Records from a data source:
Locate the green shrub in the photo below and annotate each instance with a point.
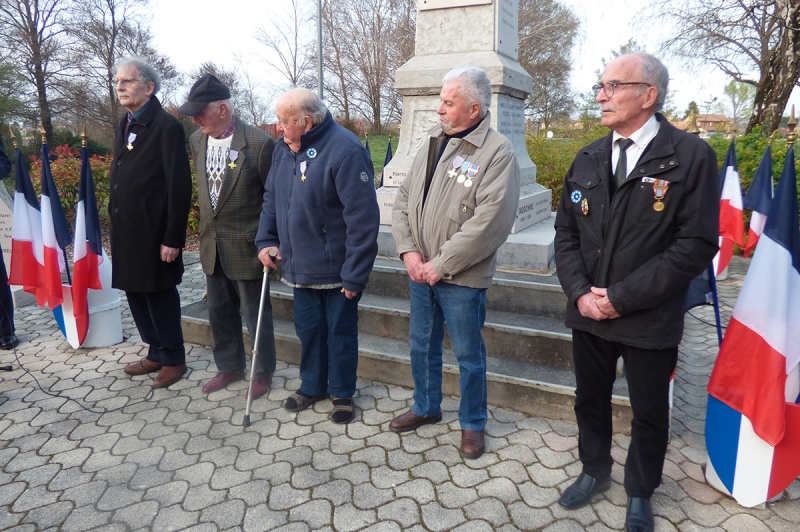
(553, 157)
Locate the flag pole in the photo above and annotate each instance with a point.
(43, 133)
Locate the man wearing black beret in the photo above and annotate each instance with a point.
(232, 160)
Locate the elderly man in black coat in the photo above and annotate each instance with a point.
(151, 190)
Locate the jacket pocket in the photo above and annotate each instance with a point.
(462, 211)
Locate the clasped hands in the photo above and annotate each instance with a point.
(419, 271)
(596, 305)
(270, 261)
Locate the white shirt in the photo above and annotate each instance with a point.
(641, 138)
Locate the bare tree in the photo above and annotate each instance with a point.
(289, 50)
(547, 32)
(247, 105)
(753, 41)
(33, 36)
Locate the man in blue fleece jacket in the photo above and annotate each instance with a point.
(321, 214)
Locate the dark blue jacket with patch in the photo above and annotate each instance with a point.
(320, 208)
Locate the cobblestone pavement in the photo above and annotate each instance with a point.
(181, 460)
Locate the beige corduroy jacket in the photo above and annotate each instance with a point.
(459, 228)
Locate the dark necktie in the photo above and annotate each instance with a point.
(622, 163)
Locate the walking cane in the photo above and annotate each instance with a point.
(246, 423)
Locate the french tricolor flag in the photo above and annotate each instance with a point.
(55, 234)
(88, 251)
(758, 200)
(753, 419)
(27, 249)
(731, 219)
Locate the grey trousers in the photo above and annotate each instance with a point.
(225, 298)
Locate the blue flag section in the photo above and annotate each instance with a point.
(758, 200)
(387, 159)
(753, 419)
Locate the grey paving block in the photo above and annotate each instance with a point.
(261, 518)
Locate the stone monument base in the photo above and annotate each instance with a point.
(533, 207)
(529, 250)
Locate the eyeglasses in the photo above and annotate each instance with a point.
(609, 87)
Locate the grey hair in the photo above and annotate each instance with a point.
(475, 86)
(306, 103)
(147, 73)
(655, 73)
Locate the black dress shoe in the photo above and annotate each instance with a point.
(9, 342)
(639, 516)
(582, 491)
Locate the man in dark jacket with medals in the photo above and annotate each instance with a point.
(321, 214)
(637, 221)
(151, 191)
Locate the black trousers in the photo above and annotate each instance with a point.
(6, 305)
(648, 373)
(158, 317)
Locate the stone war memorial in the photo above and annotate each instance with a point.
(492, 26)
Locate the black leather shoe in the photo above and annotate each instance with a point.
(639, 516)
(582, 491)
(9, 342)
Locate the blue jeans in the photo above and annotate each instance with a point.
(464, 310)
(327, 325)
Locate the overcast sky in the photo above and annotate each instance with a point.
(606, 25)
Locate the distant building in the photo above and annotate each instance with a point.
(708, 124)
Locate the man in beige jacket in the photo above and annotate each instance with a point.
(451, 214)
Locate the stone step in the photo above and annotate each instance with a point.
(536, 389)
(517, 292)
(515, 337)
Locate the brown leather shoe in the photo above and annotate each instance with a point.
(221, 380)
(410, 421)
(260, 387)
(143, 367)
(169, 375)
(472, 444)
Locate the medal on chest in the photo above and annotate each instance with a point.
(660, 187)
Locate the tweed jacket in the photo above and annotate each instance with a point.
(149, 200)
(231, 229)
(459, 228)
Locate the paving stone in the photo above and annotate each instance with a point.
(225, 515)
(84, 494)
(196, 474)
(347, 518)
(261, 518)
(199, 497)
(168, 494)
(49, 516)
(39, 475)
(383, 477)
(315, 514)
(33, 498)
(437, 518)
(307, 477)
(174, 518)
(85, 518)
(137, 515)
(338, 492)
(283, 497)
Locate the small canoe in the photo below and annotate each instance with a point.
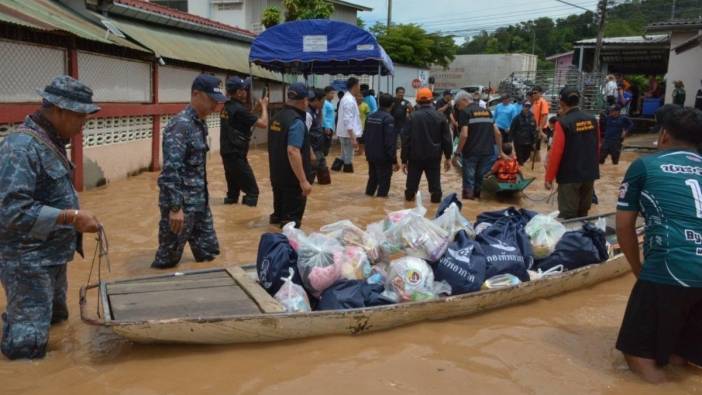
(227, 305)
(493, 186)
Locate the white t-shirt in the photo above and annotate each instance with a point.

:: Given problem ::
A faithful copy of the records above is needed, with the pictures left out.

:: The completed task ::
Locate the green shrub in the photo below and annotate each instance with a point.
(553, 157)
Locate the flag pole in the photo above and annotate each instance with a point.
(43, 133)
Locate the man wearing black beret in the photo above and annotate each instance with a point.
(232, 160)
Locate the elderly man in black coat in the photo above and annotate each instance with a point.
(151, 190)
Locate the jacket pocket in the photo above and annotate each instance with a point.
(462, 211)
Locate the clasped hands in the photo above and annotate each instance with a point.
(419, 271)
(596, 305)
(270, 261)
Locate the white shirt in the photo above and annotate each instance with a point.
(641, 138)
Locate the bare tree in the photo above and annotate each instance with a point.
(289, 50)
(547, 32)
(247, 105)
(753, 41)
(33, 36)
Locate the man in blue fleece jacket in the photo above and annotate each instance with a point.
(321, 214)
Locate the dark blue jacket with patch in the photo above and annotate each instance with a point.
(320, 208)
Locate the cobblestone pavement in the photo above and annotate each instance with a point.
(181, 460)
Locate the beige corduroy jacket in the photo above and annotate each instance with a point.
(459, 228)
Locate the dark necktie in the photo above and annotate each instance with a point.
(622, 163)
Locate the walking cane in the photo above and annotate each instance with a point.
(246, 423)
Locate the french tricolor flag in the photo above and annotate each instance with a point.
(55, 234)
(88, 251)
(758, 200)
(753, 419)
(27, 249)
(731, 219)
Locate the grey trousers in the photo above and annotate each instance with a point.
(225, 298)
Locate the blue flag section in the photo above and annotate each instance with a point.
(758, 200)
(387, 159)
(753, 419)
Locate the grey paving block in the photo above and annotate each instance with a point.
(261, 518)
Locate the stone monument base in the photo above and annotate each instance with a point.
(533, 207)
(529, 250)
Locate the eyeglasses in the photo above and annotate each instance with a point.
(609, 87)
Locate the grey hair in the photo above and annotate each instance with a point.
(475, 86)
(306, 103)
(147, 73)
(655, 73)
Locate the black dress shoe in the photo above and annotate each instance with a point.
(9, 342)
(639, 516)
(582, 491)
Locate the man in dark jacket with medals in the photo above and annotate each instance with a point.
(321, 214)
(637, 221)
(151, 191)
Locate the black trousers in the photo above and annotate each instance with a point.
(6, 305)
(648, 373)
(158, 317)
Locate the stone war memorial in the photo above and annotate each instance with a point.
(492, 26)
Locate the black leather shoe in the photo above and annotate each instance with a point.
(639, 516)
(582, 491)
(9, 342)
Locate the blue jeans in the photo above and annotate each instance with a point.
(464, 310)
(327, 325)
Locate the overcast sky in the photo above and annotate each instance with a point.
(606, 25)
Locate the distant building in the photo above and annotate each instance with a point.
(708, 124)
Locate the man in beige jacket in the photo above and annotate each instance with a point.
(451, 214)
Locate the stone step in the photo above and annotate each instance with a point.
(536, 389)
(517, 292)
(515, 337)
Locate the brown leather shoe in the photo above and annotate each instance with a point.
(221, 380)
(410, 421)
(260, 387)
(143, 367)
(169, 375)
(472, 444)
Locate the medal on chest in the photo above and annotate each instance with a point.
(660, 187)
Locate the tweed jacket in the photo above and annotate each instance with a point.
(149, 200)
(231, 229)
(459, 228)
Locate the paving stone in the photo above and annotate each instance with a point.
(225, 515)
(84, 494)
(196, 474)
(347, 518)
(261, 518)
(199, 497)
(168, 494)
(49, 516)
(39, 475)
(383, 477)
(315, 514)
(33, 498)
(437, 518)
(307, 477)
(174, 518)
(85, 518)
(137, 515)
(338, 492)
(283, 497)
Locate the small canoe in the photo below and annotate each instance with a point.
(227, 305)
(493, 186)
Locate the white t-shirt in the photo above and annotate each instance with a point.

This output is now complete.